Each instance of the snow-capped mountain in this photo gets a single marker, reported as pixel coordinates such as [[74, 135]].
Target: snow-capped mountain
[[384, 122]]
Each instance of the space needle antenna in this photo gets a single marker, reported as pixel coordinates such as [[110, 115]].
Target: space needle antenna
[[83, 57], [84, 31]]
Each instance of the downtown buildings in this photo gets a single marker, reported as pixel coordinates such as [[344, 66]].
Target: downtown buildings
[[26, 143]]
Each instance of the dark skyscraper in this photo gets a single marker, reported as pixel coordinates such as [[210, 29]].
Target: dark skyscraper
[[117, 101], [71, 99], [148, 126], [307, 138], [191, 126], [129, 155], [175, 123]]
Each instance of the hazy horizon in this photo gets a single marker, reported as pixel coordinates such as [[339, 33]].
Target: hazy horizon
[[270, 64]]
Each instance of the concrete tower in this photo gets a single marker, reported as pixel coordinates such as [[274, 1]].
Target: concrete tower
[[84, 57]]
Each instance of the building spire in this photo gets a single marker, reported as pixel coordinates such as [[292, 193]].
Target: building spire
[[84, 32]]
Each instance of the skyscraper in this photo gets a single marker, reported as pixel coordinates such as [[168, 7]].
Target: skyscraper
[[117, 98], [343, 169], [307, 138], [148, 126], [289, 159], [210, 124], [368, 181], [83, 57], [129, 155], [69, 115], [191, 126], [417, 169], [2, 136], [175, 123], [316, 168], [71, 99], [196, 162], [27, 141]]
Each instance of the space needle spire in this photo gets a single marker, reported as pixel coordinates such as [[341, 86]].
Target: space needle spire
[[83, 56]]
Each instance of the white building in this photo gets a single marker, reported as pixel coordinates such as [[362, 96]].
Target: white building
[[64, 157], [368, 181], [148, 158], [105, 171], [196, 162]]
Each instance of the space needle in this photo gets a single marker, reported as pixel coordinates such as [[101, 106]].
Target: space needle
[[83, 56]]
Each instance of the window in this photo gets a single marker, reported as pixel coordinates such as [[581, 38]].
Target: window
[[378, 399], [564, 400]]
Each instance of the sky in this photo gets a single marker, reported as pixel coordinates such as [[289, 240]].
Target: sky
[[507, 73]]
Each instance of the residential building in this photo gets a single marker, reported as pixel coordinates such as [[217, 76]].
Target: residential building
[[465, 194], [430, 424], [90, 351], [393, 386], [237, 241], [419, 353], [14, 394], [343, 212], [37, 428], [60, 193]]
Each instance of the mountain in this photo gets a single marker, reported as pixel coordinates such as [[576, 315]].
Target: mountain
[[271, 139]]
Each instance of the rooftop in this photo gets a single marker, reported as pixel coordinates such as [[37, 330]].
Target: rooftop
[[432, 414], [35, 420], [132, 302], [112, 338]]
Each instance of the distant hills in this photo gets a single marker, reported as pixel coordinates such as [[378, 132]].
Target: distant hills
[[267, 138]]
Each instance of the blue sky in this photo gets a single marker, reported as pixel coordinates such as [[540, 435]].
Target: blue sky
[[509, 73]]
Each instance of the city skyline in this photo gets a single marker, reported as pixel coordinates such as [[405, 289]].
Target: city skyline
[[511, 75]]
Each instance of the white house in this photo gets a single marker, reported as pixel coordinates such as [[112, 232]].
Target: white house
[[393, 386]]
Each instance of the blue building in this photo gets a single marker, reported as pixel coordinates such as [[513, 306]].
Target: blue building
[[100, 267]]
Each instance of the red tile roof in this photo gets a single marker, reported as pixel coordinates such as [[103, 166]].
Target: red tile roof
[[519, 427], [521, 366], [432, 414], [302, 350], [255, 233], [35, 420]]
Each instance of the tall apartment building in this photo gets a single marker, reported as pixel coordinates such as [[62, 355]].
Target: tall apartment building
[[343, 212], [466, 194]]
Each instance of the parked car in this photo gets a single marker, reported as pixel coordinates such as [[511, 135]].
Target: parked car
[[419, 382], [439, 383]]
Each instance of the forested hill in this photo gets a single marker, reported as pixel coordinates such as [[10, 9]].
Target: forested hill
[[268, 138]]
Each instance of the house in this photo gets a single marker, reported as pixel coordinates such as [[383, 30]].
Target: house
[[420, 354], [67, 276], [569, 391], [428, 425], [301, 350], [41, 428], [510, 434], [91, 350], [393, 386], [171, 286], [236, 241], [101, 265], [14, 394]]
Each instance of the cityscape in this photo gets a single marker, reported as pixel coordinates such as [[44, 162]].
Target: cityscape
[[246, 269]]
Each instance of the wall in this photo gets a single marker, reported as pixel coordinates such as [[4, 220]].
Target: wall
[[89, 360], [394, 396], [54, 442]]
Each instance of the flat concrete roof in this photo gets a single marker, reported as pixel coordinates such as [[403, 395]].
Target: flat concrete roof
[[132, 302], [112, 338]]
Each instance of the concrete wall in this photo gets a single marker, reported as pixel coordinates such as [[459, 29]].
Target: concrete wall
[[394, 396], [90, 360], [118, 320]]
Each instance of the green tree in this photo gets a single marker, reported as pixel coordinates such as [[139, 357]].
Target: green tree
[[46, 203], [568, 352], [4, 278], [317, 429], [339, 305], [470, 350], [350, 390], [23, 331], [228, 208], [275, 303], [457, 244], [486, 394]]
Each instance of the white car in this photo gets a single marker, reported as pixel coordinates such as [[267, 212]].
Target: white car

+-------+

_WORK INSTRUCTIONS_: Copy every item above word for word, keeping each line unchanged.

_SOLVED PROBLEM_:
Each instance of the snow-capped mountain in this photo gets a single marker, reported as pixel coordinates such as [[74, 135]].
Target: snow-capped mountain
[[384, 122]]
Each instance of the space needle antenna in this photo gets a single marker, reported as pixel coordinates such as [[110, 115]].
Target: space needle antenna
[[83, 57], [84, 31]]
Each instance of the downtown buildings in this photo gets a single marker, reported as pixel coordinates such as [[344, 66]].
Target: downtown buildings
[[26, 143]]
Each instance of the dark skyscraper in this photo gets a single marker, reported as pixel coordinates such as [[210, 29]].
Target: dark skyscraper
[[117, 101], [71, 99], [148, 126], [307, 138], [191, 126], [129, 155], [175, 123]]
Each instance of the hazy horizon in this photo gets a single marker, reported as pixel coordinates such as [[339, 33]].
Target: hazy horizon
[[270, 64]]
Each instance of the concrete tower in this photo gets a single marker, reported as pixel coordinates such as [[274, 1]].
Target: concrete tower
[[84, 57]]
Each instance of the building spire in this photo gets a single marker, reported as pixel coordinates such as [[292, 193]].
Target: building spire
[[84, 32]]
Each instance of the skyscraper in this photo gets a single marker, reported as pixel coordinates such as [[168, 7]].
Target: skyscraper
[[117, 98], [343, 169], [307, 138], [148, 126], [289, 159], [210, 124], [368, 181], [83, 57], [129, 155], [69, 115], [191, 126], [417, 169], [2, 136], [175, 123], [316, 168], [71, 99], [196, 162], [27, 141]]
Each instance of the space needle spire in this photo gets a single marker, reported as pixel coordinates such as [[341, 86]].
Target: space needle spire
[[83, 56]]
Each instance of the white building in this photo gets a single marker, reported as pixel coordinates such as [[362, 96]].
Target: white building
[[64, 157], [368, 181], [148, 158], [105, 171], [196, 162]]
Each instance of the space needle in this photo gets a single marker, reported as pixel coordinates such as [[101, 106]].
Target: space needle
[[83, 56]]
Each instance of the window in this photo gets a single marker, reported as pixel coordinates such as [[581, 38]].
Target: window
[[378, 399], [564, 400]]
Each instance of the sky in this photo gets a single marker, reported as pixel coordinates such as [[289, 240]].
Target: sky
[[507, 73]]
Each instance of the residential building in this photo gets a single marker, reported as pixel coordinates such as [[217, 76]].
Target: residential building
[[465, 194], [430, 424], [90, 351], [393, 386], [237, 241], [419, 353], [14, 394], [343, 212], [37, 428], [60, 193]]
Each instance of the mountain in this photo gets a single marker, reported as pixel coordinates such as [[576, 315]].
Target: mountain
[[271, 139]]
Each instance of the rooftop in this photo gets a single marker, reported as pixel coordinates such as [[37, 330]].
Target: rooftop
[[432, 414], [35, 420], [132, 302], [112, 338]]
Each instance of the distant hills in this photo gets a single marker, reported as pixel coordinates such as [[378, 132]].
Target: distant hills
[[267, 138]]
Each instance of the blue sky in this photo gets a single marker, reported as pixel coordinates such as [[540, 435]].
Target: blue sky
[[509, 73]]
Each instance of the city skyline in this photo gets a single marker, reported as pixel coordinates such as [[405, 289]].
Target: city skyline
[[511, 75]]
Each instance of the white house in this photo gets a single marker, reported as pixel coordinates such as [[112, 232]].
Target: white house
[[393, 386]]
Each instance of the blue building in this photo gets a single marker, reported as pixel coordinates such as [[513, 306]].
Target: blue building
[[100, 267]]
Each instance of the red tile roof in this photo gets a single marker, reported as pixel coordinates such as [[103, 166]].
Target: red tile roof
[[519, 427], [521, 366], [432, 414], [302, 350], [255, 233], [35, 420]]
Each instance of the tall apartment building in this photo gets a single marker, reported as pixel coordinates such as [[62, 355]].
Target: tall apartment building
[[343, 212], [466, 194]]
Each instance of the parked car in this photo gets a single marker, reported as pixel coordinates such as [[511, 135]].
Target: parked car
[[419, 382], [439, 383]]
Each instance of the forested hill in this photo gets a single marker, reported as pixel coordinates such as [[10, 9]].
Target: forested hill
[[268, 138]]
Each instance of the house in this photo gets a single marker, reported as pixel coordinates such as [[383, 30]].
Target: house
[[420, 354], [67, 276], [569, 391], [428, 425], [301, 350], [41, 428], [510, 434], [91, 350], [393, 386], [171, 286], [236, 241], [101, 265], [14, 394]]
Each instance of the cityscape in this photo gets a single marker, reported as pixel coordinates such as [[44, 162]].
Target: cityscape
[[246, 269]]
Each instance of the wall in this photo gets a single marker, reported as pixel coordinates such as [[4, 220]].
Target: wall
[[89, 360], [394, 396], [54, 442]]
Each instance of the flat concrete roof in this photo gets a single marker, reported as pixel coordinates such as [[403, 395]].
Target: flat concrete roof
[[132, 302], [112, 338]]
Each instance of the concrete wall in this photo gets a single marker, reported as pixel coordinates such as [[459, 29]].
Target: concrete wall
[[394, 396], [90, 360], [118, 320]]
Each instance of the green tree in this photo gets a single marker, reported as pixel coordinates such as [[139, 357]].
Target: green tree
[[46, 203], [568, 352], [4, 278], [317, 429], [339, 305], [470, 350], [350, 390], [23, 331], [228, 208], [275, 303], [457, 244], [486, 394]]
Each instance of the white car in this photo gets a single marker, reported as pixel coordinates such as [[267, 212]].
Target: white car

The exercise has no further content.